▶ [PROBLEM A]:
Using the Orangi text below, decide whether each statement agrees with it, answering yes or no and quoting the deciding words: (i) Engineering students have worked with the OPP for the last three years. (ii) Teaching staff of the Engineering University have visited the Project. (iii) Dr. Akhtar Hameed Khan received his Honorary Fellowship in December 1985.
▶ [PROBLEM B]:
Please extract word for word the part of the Orangi text below that runs from "The OPP’s most" up to and including "their official programme.".

▶ [TEXT SEGMENT]:
━━━

In addition, the OPP has carried out research into various problems in Orangi. For example, a research was carried out on the open surface drains built by the KMC. The problems related to the construction, maintenance, costs and operation of these drains were clearly stated and the research pamphlet was distributed among the people. The people were told that these drains were a waste of RMC money, and that this wasted money was actually theirs. Underground drains which could also carry sewerage, they were informed, were a better solution.

Similarly research was carried Out On the causes of salinity and water-logging, and the results conveyed to the people. Orangi residents were also told that the solution to these twin problems lay in the development of an effective drainage system.
This research and its extension has led to the creation of an awareness which is now asserting itself, and the direction it has taken is discussed later in this paper.

The OPP and Educational Institutions

The OPP has a working relation with the Aga Khan Medical University and Orangi has become the workshop for its community health programme. The students carry out surveys and investigations into the health situation in Orangi and understand the problems of the urban poor through the contacts that they establish though the OPP, and the insight that the OPP has gained through five years of work in Orangi. The results of this research in turn help the Women’s Welfare Programme of the OPP.

Although the Engineering University has no official link with the OPP, and none of its teaching staff has visited the Project, engineering students have worked with the OPP for the last three years. This work has consisted mostly of physical surveys, surveys for evaluation of OPP work, and preparation of circle handbooks. They have attended the weekly meetings of the OPP and contributed to the Orangi magazine. This association has changed their thinking considerably, and they understand the necessity of relating engineering to sociological factors. This, for our conservative teaching institutions is blasphemy. This year three of these students graduated and they have formed a consultancy organization which calls itself “Human Engineering Services”. The engineering students were introduced to the OPP because of the links OPP’s Joint Director, Architect Parween Rahman, has with the Engineering University. Her sister teaches over there.

The OPP’s most fruitful association however has been with the Department of Architecture at the Dawood College. Students of architecture have been associated with Orangi since 1982. Their teachers have given them programmes related to Orangi. Final year thesis, dealing with squatter colonies invariably make use of the research facilities offered by the OPP. In addition, junior students of architecture have helped carry out evaluation surveys of OPP work, but unlike the engineers, these exercises were made a part of their official programme.

Some teachers of the Department have also visited the OPP, and taken a keen interest in its evolution. All this is bringing major changes in the thinking of the younger architects in Pakistan. An expression of this change is the Honorary Fellowship which Dr. Akhtar Hameed Khan received, in December 1985, from the Institute of Architects Pakistan, for his work in Orangi.

New Directions

Towards the end of 1984 an important event took place in Orangi, which has brought about a major change in the KNC-councillor and the councilor-people relationship.

Afaq Shahid, councilor of sector five, had funds sanctioned by the KMC for the construction of an open surface drain in his area. The people refused to let the drain be constructed and put pressure on him to have an underground main drain constructed so as to make it possible for a number of lanes to lay and connect their sewerage lines to it. There was no provision in the KMC regulations to allow for construction of an underground sewerage line. The KMC argued that this could only be done if there was a proper master plan for a sanitation system, and such a plan, or even initial surveys for its preparation, did not exist. However, Afaq Shahid pleaded the case of his electorate and the line was laid, with much misgivings on the part of the KMC engineers.

━━━

▶ [Lines contained in a dataset]:
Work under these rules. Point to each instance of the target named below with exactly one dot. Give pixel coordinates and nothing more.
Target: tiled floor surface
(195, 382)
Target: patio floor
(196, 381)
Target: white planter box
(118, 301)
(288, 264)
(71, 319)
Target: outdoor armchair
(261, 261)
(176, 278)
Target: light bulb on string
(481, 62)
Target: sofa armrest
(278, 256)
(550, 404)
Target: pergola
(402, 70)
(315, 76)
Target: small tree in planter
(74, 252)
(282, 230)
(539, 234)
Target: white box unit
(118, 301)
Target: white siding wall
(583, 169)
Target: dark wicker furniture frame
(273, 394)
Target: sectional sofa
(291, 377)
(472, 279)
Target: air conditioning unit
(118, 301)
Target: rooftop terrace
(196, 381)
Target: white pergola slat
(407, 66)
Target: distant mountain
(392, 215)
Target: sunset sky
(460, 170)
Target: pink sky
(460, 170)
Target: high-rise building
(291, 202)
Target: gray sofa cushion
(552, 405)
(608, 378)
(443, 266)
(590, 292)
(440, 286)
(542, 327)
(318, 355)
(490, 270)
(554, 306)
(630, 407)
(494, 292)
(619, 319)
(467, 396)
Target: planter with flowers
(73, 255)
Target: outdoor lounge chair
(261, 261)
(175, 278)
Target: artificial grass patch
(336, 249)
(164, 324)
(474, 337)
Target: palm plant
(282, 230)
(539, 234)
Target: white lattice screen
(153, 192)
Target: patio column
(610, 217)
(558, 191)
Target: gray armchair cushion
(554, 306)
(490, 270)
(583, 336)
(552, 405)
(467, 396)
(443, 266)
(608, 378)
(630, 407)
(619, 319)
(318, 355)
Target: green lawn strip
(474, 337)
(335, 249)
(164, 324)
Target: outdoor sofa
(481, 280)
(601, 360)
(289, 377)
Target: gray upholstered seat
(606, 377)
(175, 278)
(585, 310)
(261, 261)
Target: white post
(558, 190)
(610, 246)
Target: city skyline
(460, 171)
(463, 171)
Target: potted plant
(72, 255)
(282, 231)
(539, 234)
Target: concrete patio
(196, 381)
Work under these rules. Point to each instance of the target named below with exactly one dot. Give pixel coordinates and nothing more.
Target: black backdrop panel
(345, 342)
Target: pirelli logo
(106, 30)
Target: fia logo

━━━

▶ [RESPONSE AREA A]:
(i) Yes: "engineering students have worked with the OPP for the last three years"
(ii) No: "none of its teaching staff has visited the Project"
(iii) Yes: "in December 1985, from the Institute of Architects Pakistan"

▶ [RESPONSE AREA B]:
The OPP’s most fruitful association however has been with the Department of Architecture at the Dawood College. Students of architecture have been associated with Orangi since 1982. Their teachers have given them programmes related to Orangi. Final year thesis, dealing with squatter colonies invariably make use of the research facilities offered by the OPP. In addition, junior students of architecture have helped carry out evaluation surveys of OPP work, but unlike the engineers, these exercises were made a part of their official programme.